Data extract
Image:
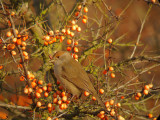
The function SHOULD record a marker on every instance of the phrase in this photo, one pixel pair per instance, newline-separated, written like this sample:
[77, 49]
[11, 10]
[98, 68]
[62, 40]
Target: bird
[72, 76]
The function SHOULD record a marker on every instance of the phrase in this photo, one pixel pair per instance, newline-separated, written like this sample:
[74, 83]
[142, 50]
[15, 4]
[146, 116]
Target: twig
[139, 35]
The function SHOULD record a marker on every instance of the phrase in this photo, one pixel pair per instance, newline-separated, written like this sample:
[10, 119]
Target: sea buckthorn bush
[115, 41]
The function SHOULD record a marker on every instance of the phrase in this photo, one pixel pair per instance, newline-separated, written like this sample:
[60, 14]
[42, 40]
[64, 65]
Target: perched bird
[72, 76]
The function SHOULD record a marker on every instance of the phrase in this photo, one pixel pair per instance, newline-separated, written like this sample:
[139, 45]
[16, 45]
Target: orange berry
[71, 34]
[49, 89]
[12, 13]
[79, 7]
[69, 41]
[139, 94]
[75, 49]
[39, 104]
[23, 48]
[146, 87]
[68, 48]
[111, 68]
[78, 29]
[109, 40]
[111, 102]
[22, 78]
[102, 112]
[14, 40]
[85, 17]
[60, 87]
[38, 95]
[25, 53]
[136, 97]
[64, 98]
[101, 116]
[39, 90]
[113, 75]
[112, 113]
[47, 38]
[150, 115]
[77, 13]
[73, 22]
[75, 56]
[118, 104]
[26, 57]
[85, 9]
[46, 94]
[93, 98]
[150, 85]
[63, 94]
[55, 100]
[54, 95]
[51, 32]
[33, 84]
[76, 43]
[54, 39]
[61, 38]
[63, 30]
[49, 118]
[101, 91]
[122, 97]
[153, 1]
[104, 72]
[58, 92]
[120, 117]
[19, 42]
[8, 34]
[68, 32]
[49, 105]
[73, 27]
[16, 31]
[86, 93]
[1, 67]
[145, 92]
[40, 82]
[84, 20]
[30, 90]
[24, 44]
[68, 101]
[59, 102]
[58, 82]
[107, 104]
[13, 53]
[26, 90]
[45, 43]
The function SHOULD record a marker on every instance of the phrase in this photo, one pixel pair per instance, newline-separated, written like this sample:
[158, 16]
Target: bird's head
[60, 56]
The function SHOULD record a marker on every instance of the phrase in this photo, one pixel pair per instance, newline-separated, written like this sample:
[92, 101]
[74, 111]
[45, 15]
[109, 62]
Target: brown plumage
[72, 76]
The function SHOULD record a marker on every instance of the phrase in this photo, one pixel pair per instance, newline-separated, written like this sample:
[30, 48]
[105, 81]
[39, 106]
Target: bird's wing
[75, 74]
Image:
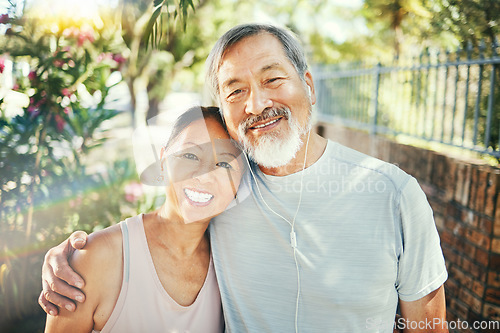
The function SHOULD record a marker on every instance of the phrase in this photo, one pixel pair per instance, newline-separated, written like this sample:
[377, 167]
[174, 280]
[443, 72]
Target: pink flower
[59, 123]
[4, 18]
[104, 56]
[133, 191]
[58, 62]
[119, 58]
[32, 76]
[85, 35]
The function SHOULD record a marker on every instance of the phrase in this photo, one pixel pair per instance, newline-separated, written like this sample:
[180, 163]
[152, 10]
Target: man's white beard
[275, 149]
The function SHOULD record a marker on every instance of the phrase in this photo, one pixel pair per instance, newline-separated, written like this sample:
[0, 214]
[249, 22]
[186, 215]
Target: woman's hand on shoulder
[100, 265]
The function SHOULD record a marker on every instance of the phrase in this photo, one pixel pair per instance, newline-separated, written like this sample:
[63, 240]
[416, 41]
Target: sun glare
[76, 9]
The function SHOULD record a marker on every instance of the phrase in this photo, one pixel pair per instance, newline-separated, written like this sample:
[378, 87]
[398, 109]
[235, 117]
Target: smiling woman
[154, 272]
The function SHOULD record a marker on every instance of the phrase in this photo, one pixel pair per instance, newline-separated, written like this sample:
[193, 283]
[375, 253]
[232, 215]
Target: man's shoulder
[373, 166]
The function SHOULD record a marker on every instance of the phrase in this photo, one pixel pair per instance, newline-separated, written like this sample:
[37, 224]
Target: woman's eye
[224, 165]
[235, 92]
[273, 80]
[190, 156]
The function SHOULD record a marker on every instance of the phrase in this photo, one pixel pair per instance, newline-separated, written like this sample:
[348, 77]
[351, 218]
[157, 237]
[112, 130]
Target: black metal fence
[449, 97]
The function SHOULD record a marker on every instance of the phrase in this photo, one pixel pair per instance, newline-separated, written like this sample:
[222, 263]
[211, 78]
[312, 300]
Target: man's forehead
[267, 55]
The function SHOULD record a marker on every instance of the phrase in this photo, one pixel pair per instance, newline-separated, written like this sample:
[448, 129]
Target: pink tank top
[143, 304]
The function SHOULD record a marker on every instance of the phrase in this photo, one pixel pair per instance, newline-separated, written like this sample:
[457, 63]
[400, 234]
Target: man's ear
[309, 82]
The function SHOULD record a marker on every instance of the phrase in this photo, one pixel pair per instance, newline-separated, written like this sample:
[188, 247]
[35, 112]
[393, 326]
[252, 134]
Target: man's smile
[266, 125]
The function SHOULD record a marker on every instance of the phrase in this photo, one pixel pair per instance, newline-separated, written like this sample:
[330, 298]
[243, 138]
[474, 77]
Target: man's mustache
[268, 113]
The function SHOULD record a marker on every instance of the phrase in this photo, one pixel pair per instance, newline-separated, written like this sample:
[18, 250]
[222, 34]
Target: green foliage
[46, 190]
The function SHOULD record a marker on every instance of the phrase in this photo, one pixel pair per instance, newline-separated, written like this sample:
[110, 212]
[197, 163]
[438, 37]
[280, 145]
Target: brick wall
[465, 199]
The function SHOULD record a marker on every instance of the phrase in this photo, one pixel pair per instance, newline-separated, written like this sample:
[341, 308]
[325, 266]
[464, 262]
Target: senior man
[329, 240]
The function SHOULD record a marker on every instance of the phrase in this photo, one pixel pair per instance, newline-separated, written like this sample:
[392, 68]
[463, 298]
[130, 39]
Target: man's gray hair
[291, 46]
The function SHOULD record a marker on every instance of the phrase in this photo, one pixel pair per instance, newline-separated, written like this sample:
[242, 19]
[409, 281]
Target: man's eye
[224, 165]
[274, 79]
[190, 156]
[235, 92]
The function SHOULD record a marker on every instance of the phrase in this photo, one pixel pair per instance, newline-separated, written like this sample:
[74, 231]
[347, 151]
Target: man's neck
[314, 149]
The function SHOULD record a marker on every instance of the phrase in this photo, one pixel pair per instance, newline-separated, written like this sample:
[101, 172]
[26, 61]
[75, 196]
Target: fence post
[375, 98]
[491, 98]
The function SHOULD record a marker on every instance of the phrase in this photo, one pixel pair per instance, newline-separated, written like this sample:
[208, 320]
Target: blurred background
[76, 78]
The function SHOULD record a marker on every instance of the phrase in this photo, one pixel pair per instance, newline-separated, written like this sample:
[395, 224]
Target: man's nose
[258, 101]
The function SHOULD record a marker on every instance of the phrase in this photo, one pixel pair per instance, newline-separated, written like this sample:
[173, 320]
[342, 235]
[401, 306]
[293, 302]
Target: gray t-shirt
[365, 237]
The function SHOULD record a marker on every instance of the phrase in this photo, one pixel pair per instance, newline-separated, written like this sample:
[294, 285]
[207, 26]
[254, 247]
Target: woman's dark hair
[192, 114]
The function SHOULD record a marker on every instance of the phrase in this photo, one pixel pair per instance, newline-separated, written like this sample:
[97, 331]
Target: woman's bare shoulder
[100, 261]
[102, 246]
* * *
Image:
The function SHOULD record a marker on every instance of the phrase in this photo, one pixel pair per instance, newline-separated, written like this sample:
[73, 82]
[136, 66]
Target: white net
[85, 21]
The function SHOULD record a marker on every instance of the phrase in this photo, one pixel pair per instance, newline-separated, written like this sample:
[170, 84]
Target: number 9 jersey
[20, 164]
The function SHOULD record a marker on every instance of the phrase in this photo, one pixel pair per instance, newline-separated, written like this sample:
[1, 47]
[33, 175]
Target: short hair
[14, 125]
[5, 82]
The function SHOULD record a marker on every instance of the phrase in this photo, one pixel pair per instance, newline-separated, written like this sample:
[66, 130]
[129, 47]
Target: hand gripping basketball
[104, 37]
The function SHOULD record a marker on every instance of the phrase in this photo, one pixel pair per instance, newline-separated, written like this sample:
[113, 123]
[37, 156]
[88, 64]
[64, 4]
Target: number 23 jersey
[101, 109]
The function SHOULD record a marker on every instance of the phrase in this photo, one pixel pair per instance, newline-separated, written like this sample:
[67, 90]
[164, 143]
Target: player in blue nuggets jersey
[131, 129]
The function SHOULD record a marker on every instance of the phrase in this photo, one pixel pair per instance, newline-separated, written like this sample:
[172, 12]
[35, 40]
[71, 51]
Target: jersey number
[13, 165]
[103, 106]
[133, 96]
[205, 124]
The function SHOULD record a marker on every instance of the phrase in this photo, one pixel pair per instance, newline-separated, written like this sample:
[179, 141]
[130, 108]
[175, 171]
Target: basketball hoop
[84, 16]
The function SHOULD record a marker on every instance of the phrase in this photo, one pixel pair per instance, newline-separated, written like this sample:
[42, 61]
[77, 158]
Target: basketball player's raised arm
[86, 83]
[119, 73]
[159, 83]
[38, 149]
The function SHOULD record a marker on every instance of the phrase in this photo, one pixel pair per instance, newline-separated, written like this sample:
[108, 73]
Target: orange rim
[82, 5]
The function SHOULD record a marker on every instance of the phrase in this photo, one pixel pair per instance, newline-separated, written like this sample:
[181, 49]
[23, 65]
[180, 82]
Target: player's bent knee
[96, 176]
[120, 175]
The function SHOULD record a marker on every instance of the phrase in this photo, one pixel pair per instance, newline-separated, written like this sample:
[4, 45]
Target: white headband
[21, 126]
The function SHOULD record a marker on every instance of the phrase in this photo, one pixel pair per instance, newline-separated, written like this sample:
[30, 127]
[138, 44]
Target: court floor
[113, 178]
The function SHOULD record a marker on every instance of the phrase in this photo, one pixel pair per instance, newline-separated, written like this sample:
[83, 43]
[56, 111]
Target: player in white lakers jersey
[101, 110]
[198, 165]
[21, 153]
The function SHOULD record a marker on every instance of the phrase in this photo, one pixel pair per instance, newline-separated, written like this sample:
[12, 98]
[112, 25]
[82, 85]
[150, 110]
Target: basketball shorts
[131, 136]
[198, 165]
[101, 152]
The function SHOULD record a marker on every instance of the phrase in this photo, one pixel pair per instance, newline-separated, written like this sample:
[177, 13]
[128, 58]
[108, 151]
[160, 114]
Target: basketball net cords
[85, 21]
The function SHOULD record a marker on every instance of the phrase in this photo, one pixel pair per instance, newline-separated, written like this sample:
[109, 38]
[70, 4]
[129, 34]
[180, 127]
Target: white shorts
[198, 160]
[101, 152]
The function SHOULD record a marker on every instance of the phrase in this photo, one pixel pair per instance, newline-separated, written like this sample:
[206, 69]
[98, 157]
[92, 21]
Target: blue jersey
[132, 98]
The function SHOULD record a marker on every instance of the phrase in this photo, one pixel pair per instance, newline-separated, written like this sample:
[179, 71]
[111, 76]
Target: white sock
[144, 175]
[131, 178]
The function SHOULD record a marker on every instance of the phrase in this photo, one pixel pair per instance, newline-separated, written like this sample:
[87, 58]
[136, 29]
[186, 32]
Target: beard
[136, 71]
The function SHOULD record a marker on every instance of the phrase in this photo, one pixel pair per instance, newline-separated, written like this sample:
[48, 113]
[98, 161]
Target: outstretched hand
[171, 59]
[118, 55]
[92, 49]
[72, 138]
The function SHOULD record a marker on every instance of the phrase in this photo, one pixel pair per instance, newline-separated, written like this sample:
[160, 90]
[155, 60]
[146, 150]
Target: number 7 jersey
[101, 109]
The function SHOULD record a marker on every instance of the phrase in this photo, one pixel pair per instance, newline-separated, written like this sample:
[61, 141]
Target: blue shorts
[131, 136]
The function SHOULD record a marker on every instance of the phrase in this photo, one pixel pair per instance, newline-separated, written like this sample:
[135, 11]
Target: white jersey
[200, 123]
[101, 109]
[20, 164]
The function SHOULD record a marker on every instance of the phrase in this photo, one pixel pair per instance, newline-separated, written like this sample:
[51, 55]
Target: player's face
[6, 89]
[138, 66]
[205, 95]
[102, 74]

Problem
Which lines of the records above contain the word "hair"? List every one of them in full.

Full output
Target: man's gray hair
Target: woman's dark hair
Target: short hair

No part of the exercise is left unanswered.